### Task prompt
From the data below, extract each line containing the string "small" and reproduce those lines unchanged.

### Data for this exercise

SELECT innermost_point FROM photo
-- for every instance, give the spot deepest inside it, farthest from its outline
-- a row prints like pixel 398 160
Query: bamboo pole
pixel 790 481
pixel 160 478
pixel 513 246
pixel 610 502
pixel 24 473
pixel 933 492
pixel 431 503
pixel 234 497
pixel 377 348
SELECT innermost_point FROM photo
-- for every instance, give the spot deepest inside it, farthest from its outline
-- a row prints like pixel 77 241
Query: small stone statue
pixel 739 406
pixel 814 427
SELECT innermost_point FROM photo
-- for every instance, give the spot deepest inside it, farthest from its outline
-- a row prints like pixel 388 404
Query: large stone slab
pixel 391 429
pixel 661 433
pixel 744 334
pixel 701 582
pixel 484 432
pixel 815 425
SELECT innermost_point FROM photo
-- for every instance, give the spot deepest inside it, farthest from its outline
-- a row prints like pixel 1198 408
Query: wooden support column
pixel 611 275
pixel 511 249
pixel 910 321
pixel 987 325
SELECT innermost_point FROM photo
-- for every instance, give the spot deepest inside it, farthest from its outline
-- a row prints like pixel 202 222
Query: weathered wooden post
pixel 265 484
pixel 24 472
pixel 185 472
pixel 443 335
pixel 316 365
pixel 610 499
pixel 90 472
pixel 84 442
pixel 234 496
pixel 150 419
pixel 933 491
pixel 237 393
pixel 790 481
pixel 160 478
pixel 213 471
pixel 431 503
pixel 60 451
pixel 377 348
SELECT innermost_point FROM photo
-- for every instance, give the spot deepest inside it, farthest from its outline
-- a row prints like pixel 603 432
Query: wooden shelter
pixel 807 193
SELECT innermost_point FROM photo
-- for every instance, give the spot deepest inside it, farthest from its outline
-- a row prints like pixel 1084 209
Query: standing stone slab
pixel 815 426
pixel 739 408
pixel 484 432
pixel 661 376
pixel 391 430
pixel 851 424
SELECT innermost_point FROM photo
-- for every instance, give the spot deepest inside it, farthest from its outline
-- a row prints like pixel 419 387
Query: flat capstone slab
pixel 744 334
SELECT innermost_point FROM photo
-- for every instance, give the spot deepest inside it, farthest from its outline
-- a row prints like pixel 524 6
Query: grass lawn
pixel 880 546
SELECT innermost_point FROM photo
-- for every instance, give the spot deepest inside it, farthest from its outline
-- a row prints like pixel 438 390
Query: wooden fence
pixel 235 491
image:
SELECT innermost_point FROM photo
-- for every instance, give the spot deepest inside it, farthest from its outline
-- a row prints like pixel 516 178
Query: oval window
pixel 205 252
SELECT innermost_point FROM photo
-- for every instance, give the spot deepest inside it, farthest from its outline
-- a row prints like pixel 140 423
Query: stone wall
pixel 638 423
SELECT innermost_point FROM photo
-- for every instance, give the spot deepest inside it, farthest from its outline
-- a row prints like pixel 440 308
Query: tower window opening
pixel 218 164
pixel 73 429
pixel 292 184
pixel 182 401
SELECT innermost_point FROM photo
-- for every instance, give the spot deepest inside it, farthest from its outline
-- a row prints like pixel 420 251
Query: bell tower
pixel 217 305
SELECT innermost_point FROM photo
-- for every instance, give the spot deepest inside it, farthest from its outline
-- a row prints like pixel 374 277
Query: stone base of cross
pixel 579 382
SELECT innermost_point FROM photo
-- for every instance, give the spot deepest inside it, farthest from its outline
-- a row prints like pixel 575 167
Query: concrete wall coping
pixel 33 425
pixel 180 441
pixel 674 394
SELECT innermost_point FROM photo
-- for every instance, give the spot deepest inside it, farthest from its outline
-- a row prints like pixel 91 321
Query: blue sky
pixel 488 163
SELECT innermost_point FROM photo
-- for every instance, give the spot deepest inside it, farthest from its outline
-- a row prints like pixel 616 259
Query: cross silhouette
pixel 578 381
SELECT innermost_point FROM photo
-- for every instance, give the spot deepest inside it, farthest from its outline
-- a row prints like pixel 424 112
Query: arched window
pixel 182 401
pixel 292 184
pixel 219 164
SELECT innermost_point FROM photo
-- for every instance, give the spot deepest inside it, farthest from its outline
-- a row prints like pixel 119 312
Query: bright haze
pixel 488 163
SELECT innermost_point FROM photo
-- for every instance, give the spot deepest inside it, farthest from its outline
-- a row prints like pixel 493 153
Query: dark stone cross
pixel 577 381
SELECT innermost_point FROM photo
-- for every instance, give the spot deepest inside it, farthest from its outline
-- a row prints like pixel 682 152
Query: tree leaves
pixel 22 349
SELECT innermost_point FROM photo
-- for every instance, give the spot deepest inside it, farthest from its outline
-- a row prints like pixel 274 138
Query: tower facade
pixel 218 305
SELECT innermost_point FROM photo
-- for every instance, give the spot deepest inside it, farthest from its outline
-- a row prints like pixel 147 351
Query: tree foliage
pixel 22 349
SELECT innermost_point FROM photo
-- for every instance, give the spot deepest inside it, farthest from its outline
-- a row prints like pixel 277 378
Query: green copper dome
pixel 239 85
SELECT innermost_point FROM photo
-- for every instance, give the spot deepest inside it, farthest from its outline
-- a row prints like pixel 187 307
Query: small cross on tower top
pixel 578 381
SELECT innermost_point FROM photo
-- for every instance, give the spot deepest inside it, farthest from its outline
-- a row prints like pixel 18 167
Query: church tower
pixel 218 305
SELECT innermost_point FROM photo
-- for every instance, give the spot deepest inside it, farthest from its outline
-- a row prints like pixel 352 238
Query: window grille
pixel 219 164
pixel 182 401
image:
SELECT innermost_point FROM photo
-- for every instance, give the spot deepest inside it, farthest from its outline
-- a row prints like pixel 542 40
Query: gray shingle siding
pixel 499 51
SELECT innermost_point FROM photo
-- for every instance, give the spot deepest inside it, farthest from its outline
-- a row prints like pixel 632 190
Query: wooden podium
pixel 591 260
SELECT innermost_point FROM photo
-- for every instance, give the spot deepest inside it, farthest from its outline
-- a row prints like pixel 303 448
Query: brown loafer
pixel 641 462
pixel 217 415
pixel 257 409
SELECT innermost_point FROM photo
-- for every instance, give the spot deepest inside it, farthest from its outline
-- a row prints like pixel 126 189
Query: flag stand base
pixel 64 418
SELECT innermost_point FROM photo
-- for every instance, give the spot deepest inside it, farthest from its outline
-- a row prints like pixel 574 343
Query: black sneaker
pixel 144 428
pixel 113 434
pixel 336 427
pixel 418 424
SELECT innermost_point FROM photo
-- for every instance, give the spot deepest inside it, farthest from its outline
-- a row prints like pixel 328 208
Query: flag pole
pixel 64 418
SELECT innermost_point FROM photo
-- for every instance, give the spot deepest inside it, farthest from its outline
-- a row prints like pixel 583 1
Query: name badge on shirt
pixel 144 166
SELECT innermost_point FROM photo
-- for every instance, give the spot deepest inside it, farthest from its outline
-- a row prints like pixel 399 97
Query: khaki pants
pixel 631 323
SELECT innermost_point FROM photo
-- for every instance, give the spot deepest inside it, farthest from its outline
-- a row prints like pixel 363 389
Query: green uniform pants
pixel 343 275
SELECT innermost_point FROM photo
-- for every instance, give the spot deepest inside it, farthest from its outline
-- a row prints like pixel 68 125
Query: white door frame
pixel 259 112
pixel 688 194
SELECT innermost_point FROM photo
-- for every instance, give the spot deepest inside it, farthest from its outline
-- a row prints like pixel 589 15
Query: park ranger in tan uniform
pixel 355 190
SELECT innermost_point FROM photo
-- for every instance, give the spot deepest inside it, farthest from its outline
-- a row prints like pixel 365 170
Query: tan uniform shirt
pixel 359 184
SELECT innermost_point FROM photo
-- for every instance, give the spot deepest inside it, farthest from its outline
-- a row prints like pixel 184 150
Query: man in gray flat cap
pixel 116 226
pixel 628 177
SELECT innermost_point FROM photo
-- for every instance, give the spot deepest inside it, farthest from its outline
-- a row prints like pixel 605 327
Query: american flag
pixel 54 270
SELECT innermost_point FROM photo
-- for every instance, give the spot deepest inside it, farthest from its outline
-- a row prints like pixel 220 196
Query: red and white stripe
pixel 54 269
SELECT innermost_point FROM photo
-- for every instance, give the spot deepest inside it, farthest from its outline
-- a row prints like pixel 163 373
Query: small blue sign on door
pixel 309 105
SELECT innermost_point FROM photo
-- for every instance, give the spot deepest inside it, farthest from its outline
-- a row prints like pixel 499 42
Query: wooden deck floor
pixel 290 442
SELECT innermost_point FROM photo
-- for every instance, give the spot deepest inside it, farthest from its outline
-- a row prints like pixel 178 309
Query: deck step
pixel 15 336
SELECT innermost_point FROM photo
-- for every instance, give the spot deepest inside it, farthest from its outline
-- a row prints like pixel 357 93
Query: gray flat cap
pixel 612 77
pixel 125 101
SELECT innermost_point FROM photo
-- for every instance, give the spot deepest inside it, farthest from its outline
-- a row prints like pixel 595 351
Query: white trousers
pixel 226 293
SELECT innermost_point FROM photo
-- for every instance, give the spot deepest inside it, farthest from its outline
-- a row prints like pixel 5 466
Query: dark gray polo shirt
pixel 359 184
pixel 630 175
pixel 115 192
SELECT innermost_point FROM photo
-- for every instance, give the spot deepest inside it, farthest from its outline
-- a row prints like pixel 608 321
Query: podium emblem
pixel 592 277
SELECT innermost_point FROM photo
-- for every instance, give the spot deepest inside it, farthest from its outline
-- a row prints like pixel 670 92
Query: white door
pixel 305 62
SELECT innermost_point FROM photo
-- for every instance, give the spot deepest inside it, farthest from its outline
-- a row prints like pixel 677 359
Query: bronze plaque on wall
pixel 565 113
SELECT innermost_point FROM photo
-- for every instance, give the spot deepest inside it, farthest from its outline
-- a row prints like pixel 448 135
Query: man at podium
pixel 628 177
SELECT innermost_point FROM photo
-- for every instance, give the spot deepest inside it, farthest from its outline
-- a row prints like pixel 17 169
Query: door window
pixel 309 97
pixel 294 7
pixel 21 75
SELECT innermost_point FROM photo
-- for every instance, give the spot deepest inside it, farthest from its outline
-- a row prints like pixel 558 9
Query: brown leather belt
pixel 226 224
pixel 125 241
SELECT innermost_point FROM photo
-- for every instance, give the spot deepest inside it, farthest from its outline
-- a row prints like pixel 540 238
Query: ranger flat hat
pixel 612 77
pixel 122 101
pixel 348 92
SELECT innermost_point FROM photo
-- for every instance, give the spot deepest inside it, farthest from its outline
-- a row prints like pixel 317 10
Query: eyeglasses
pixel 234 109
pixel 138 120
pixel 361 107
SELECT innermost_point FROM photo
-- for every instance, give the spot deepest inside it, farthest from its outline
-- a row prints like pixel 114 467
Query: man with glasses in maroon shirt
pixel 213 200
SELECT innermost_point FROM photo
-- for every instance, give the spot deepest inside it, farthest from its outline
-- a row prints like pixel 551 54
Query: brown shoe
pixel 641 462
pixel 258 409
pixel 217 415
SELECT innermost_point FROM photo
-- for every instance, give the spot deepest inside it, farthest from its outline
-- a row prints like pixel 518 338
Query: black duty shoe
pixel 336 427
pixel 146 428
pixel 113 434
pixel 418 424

### Response to this task
Query: small stone statue
Query: small cross on tower top
Query: small blue sign on door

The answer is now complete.